Task prompt ->
Looking at the listing below, retype exactly the lines starting at the one containing "point: statue in" and ending at the one containing "point: decorative frieze", both included, and nothing else.

Data for this task ->
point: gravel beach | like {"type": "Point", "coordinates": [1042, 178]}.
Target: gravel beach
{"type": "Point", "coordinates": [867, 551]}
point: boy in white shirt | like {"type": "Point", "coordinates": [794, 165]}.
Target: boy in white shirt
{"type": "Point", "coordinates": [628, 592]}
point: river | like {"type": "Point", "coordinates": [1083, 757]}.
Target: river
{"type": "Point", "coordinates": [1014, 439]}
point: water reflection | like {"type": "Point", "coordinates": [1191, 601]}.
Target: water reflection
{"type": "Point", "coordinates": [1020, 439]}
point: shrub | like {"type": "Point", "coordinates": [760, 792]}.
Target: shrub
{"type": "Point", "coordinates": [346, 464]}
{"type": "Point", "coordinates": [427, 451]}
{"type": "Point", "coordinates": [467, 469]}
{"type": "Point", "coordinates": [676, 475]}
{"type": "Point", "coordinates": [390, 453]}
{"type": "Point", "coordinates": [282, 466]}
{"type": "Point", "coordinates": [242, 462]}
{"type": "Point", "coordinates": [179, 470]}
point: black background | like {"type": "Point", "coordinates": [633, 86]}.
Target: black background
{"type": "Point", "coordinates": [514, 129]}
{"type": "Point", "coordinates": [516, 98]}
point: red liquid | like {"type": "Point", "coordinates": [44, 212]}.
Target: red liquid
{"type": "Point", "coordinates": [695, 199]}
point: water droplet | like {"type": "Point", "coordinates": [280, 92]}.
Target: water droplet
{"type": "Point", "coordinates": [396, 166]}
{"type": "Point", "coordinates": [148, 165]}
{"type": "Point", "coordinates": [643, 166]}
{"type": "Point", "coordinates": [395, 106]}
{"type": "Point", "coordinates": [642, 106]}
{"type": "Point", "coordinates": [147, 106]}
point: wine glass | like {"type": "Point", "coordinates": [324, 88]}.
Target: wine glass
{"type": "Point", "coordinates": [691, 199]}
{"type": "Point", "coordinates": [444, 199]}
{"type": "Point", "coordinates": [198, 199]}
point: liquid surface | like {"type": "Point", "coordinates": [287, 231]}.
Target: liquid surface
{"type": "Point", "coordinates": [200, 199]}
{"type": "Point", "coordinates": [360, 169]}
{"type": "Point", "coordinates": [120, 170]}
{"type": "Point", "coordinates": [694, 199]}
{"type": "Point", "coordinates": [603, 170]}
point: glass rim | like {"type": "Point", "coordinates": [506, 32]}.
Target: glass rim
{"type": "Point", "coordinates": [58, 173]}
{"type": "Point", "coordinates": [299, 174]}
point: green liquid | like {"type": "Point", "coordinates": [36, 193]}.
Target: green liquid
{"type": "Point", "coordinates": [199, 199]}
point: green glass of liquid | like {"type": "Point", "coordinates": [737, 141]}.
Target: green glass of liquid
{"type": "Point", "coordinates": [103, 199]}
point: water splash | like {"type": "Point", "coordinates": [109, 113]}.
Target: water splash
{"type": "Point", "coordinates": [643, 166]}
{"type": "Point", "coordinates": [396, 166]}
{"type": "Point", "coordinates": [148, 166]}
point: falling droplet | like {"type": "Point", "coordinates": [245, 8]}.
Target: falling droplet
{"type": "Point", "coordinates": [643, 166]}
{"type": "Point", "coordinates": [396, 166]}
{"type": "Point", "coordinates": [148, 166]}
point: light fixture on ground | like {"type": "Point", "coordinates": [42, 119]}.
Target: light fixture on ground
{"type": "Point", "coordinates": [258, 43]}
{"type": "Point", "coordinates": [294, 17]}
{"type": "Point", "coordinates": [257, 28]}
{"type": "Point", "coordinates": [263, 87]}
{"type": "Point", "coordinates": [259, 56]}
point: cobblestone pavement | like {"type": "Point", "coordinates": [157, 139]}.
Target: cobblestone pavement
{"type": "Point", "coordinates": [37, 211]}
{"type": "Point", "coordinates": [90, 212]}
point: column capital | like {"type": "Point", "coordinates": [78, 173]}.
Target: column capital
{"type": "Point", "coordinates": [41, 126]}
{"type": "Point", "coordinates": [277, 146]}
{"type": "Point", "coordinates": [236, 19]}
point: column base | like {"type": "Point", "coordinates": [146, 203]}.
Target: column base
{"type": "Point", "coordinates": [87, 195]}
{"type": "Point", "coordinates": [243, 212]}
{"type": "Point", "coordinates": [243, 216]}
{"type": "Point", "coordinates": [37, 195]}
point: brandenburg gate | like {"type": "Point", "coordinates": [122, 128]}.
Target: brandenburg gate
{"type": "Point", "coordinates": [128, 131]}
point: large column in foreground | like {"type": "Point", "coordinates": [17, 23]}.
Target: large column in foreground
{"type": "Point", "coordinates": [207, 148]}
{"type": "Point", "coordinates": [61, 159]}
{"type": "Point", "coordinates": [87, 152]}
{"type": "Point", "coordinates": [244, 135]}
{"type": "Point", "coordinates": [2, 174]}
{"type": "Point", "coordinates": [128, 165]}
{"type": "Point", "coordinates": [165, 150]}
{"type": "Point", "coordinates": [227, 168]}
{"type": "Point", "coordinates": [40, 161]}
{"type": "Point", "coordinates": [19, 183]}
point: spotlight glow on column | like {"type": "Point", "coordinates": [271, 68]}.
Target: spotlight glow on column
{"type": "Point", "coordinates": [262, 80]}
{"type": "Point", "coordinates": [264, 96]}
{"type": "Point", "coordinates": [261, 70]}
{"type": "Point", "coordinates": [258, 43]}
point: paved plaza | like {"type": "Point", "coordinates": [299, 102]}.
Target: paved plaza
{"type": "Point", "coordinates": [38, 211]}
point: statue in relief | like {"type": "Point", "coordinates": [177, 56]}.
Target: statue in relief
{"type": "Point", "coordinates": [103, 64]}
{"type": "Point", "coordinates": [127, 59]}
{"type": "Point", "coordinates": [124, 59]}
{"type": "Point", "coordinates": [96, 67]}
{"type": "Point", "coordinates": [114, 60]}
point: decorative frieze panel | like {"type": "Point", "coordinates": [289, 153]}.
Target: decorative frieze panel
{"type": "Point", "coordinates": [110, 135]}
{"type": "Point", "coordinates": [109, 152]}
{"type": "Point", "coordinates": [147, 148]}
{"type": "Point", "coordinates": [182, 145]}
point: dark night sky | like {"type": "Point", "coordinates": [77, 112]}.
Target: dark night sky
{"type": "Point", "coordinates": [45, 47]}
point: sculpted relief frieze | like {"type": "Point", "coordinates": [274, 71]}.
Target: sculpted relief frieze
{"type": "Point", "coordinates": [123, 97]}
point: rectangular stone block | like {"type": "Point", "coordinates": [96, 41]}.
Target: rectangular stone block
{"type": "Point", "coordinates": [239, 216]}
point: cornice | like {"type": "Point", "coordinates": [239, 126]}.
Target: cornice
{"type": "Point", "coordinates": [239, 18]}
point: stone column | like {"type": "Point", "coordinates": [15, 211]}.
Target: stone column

Output for this exercise ->
point: statue in relief | like {"type": "Point", "coordinates": [177, 56]}.
Target: statue in relief
{"type": "Point", "coordinates": [103, 64]}
{"type": "Point", "coordinates": [127, 59]}
{"type": "Point", "coordinates": [124, 59]}
{"type": "Point", "coordinates": [96, 67]}
{"type": "Point", "coordinates": [114, 60]}
point: decorative frieze panel | like {"type": "Point", "coordinates": [289, 153]}.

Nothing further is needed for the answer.